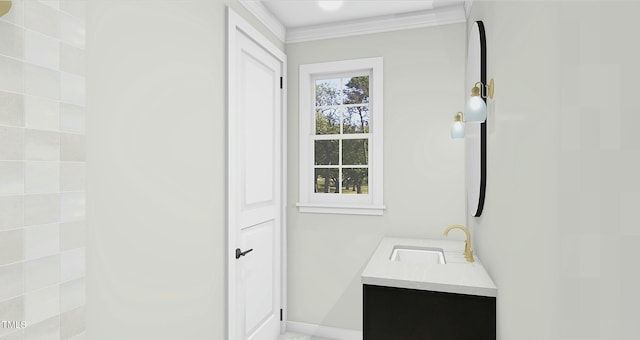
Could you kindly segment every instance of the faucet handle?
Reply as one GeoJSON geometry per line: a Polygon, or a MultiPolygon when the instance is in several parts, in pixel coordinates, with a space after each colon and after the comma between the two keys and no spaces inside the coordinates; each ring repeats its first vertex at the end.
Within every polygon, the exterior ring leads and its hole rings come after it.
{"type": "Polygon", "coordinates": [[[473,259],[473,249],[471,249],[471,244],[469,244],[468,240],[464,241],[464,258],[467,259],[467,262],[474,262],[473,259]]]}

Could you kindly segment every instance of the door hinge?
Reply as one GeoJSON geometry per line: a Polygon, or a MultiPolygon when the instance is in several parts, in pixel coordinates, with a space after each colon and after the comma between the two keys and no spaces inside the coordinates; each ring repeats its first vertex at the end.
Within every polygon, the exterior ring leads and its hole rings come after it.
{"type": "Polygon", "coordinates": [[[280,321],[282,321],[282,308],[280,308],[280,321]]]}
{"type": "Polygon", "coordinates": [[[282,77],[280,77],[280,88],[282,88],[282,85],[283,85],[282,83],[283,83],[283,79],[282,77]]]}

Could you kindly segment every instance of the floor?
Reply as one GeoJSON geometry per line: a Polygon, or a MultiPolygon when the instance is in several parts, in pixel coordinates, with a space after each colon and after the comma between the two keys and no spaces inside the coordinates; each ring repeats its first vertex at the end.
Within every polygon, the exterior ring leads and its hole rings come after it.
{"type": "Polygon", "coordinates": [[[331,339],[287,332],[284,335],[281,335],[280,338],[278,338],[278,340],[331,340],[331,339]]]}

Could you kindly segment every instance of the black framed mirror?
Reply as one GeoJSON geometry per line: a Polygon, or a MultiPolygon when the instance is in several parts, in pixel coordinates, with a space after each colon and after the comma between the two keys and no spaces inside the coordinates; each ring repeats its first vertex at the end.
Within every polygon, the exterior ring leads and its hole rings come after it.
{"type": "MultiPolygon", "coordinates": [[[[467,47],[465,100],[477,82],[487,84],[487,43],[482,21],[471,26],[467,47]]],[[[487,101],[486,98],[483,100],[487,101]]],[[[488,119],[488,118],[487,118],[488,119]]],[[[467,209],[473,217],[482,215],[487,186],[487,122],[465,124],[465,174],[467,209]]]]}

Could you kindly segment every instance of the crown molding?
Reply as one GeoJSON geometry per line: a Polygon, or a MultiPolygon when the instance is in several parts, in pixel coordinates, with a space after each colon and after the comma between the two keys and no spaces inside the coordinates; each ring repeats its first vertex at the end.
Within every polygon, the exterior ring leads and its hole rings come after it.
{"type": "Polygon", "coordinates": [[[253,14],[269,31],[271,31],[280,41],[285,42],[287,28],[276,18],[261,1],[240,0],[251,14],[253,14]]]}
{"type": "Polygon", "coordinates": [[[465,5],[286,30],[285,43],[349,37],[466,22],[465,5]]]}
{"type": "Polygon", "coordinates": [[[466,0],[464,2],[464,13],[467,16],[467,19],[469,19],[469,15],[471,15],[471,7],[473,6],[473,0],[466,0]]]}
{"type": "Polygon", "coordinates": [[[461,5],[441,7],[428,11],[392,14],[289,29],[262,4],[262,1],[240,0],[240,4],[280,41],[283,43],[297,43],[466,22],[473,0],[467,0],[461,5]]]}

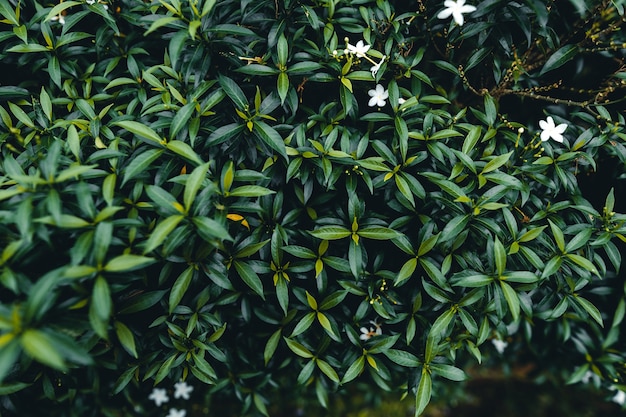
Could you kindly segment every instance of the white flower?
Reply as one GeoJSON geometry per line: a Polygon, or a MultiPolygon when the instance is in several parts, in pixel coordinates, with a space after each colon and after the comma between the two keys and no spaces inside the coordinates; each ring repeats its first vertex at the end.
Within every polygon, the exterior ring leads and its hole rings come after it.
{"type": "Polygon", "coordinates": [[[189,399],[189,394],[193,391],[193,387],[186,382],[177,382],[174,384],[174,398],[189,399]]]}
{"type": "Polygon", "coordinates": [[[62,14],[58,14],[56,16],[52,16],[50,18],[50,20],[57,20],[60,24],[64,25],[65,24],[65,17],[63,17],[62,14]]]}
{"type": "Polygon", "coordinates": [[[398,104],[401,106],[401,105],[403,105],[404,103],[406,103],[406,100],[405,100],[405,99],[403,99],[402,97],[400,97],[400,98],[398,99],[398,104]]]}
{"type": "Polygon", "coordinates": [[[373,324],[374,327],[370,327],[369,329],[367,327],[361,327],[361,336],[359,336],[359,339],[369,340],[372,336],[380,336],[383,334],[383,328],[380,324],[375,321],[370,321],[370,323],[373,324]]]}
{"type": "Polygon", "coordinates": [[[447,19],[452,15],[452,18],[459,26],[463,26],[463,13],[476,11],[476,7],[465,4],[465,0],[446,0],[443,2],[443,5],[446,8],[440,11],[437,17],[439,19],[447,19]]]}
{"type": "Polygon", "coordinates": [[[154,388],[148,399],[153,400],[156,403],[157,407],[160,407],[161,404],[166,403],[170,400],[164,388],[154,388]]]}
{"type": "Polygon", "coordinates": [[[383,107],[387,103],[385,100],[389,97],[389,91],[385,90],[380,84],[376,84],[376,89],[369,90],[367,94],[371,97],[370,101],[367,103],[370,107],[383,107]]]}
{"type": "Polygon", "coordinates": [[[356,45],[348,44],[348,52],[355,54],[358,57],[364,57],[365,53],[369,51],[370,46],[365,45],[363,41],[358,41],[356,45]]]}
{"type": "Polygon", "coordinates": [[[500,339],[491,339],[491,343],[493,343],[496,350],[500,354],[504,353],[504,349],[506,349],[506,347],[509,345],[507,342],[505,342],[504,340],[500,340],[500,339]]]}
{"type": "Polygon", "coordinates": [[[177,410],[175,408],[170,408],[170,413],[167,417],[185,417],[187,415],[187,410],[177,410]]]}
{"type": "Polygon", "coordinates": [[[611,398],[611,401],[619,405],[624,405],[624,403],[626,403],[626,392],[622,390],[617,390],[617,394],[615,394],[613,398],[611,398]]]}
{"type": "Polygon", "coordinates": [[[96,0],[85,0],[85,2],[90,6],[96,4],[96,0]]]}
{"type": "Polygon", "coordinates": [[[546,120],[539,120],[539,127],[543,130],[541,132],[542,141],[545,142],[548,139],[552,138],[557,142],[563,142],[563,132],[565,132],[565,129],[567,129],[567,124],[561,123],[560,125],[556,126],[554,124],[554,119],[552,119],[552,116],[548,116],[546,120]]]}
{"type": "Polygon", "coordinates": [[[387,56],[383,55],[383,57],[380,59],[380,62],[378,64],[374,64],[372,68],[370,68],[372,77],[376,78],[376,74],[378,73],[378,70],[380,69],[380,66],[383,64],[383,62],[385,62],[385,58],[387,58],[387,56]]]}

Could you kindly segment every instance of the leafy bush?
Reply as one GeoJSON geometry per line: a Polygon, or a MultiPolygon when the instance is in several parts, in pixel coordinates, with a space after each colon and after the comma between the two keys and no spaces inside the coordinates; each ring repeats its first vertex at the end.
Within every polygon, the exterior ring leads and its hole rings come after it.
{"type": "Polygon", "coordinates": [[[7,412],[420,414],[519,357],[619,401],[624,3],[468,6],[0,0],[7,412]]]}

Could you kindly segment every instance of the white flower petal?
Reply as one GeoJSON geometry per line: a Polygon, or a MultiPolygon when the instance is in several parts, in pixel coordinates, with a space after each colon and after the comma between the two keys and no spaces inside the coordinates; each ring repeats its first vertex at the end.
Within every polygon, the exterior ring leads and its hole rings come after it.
= = = = = = =
:: Exercise details ::
For the word "flower", go through the records and show each line that carries it.

:: Result ::
Could you kindly segment every instance of the white flower?
Could you kindly segment every instance of the white flower petal?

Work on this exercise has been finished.